Stored data entries:
....

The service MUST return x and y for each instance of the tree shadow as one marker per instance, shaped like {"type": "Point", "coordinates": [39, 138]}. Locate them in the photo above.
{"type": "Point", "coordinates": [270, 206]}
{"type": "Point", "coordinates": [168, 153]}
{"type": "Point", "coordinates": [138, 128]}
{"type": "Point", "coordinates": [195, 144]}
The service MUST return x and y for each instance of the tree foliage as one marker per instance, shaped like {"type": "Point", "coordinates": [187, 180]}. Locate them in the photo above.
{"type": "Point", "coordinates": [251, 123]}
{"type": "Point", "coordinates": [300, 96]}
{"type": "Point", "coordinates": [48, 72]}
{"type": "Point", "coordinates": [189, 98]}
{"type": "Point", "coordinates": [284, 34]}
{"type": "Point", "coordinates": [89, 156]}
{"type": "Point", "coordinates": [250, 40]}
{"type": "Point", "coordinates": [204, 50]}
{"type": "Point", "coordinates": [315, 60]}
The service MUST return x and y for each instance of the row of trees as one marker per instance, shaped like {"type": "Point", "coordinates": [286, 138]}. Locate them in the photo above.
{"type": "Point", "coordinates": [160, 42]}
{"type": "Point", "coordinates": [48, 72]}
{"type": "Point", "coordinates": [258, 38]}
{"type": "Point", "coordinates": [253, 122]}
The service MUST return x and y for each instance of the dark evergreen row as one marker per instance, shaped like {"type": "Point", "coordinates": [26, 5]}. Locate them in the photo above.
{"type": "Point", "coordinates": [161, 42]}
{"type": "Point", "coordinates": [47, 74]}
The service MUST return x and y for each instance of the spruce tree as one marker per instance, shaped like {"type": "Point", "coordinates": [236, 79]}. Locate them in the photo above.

....

Brief: In full and without alteration, retype the entries above.

Response:
The service MUST return x and y for each instance of the tree shadow as one marker per instance, shaped like {"type": "Point", "coordinates": [39, 138]}. Locate them in the photo above.
{"type": "Point", "coordinates": [270, 206]}
{"type": "Point", "coordinates": [168, 153]}
{"type": "Point", "coordinates": [138, 128]}
{"type": "Point", "coordinates": [195, 144]}
The service MUST return x and y for each instance of the tree foliage as one marker per instance, shaped like {"type": "Point", "coordinates": [187, 180]}. Locate them in the photo above.
{"type": "Point", "coordinates": [251, 123]}
{"type": "Point", "coordinates": [300, 96]}
{"type": "Point", "coordinates": [48, 72]}
{"type": "Point", "coordinates": [189, 98]}
{"type": "Point", "coordinates": [284, 34]}
{"type": "Point", "coordinates": [89, 156]}
{"type": "Point", "coordinates": [250, 40]}
{"type": "Point", "coordinates": [204, 50]}
{"type": "Point", "coordinates": [315, 60]}
The service MUST return x and y for each instance of the row of trees as one marker per instance, shaped like {"type": "Point", "coordinates": [286, 138]}. Locate them in the photo above.
{"type": "Point", "coordinates": [160, 42]}
{"type": "Point", "coordinates": [48, 72]}
{"type": "Point", "coordinates": [258, 38]}
{"type": "Point", "coordinates": [253, 122]}
The service MUST return x and y for each instance of the dark evergreen row as one marker per instance, shaped like {"type": "Point", "coordinates": [26, 5]}. Locate them in the photo above.
{"type": "Point", "coordinates": [161, 42]}
{"type": "Point", "coordinates": [47, 74]}
The service MUST return x and y for each instance of the spruce tree as one marker per instance, shaped like {"type": "Point", "coordinates": [236, 79]}. Locate them in the photo above.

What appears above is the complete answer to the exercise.